::: Page excerpt

Leverage CPLD Flexibility In Customized PCI Interfaces

Although developed specifically for the PC industry, the peripheral interconnect bus (PCI) tackles everything from desktop peripherals to advanced network switches. For industrial or communications systems, which often use proprietary solutions, designers don't have to maintain 100% PCI bus compliance. There, programmable logic devices (PLDs) offer tremendous flexibility, allowing designers to implement just the right combination of PCI features. The challenge, however, is to find a PLD with the performance required for full-speed PCI transactions, and enough logic capacity to handle the functions.

Historically, field-programmable gate arrays (FPGAs) have been big enough, but until recently, were too slow. On the other hand, complex PLDs (CPLDs) were fast enough, but until recently, were too small. However, over the last two years, FPGAs have speeded up, and CPLDs have grown larger, so designers have an abundance of devices from which to choose. But while both types of devices can handle a PCI implementation, the recent improvement in CPLD densities, and their intrinsic features, make them very attractive for PCI applications.

::::::
::: Extracted entries

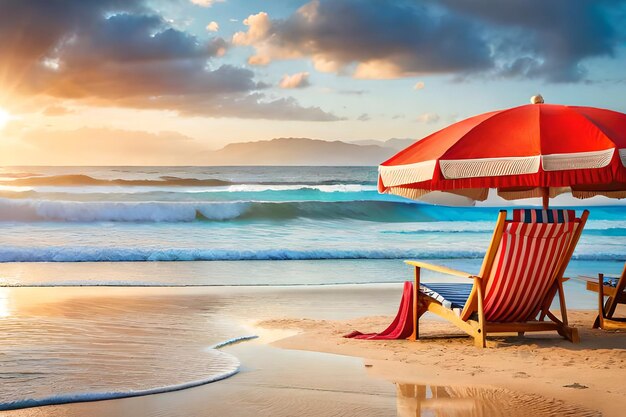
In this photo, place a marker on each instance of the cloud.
(213, 26)
(56, 110)
(101, 146)
(550, 40)
(297, 80)
(401, 38)
(428, 118)
(122, 53)
(414, 40)
(206, 3)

::::::

Problem 1
Answer these questions from the PCI interface article above the entries:
(a) Which kind of device was historically big enough but too slow?
(b) What do industrial or communications systems often use?
(c) Over what span of time did FPGAs speed up and CPLDs grow larger?
Problem 2
Write out the part of the PCI interface article starting with "Leverage CPLD Flexibility" and going on through "handle the functions.".
Problem 3
Continue the PCI interface article from the point where it stops.

Written response 1
(a) Field-programmable gate arrays (FPGAs)
(b) Proprietary solutions
(c) The last two years

Written response 2
Leverage CPLD Flexibility In Customized PCI Interfaces

Although developed specifically for the PC industry, the peripheral interconnect bus (PCI) tackles everything from desktop peripherals to advanced network switches. For industrial or communications systems, which often use proprietary solutions, designers don't have to maintain 100% PCI bus compliance. There, programmable logic devices (PLDs) offer tremendous flexibility, allowing designers to implement just the right combination of PCI features. The challenge, however, is to find a PLD with the performance required for full-speed PCI transactions, and enough logic capacity to handle the functions.

Written response 3
For instance, CPLD architectures are inherently good for state-machine-based designs, and many areas of a PCI design can take advantage of this. Another CPLD advantage is that performance is predictable, and remains constant throughout the design cycle. CPLDs also have abundant routing resources, so meeting a particular pinout, or using all of the logic resources available is relatively straightforward.

To show how CPLDs can be used to create a customized PCI interface, let's examine the design of a simple application that can be implemented with 128 macrocells. Larger CPLDs can also be used for PCI designs with more functionality, such as initiators or designs that incorporate more of the system logic on the chip. Soon, when CPLDs incorporate on-chip memory blocks, designers will be able to implement an entire PCI interface, including FIFO memory.

Designers must consider several issues when implementing PCI applications in programmable logic. The demands of PCI require high speed, generous routing resources, high I/O count, pinout flexibility, and a consistent-performance timing model.

Compliance with the 33-MHz PCI specification demands a set-up time no longer than 7 ns. In many implementations, especially in FPGAs, the fanout requirements for the address and data buses affect set-up time. One solution is to capture the address and data values in a register at every clock cycle, then route them to where they're needed. However, this adds a clock cycle of latency. A key advantage of CPLDs is that their performance specification doesn't depend on the fanout. So the system can maintain the 7-ns set-up requirement regardless of where the address and data bus signals go.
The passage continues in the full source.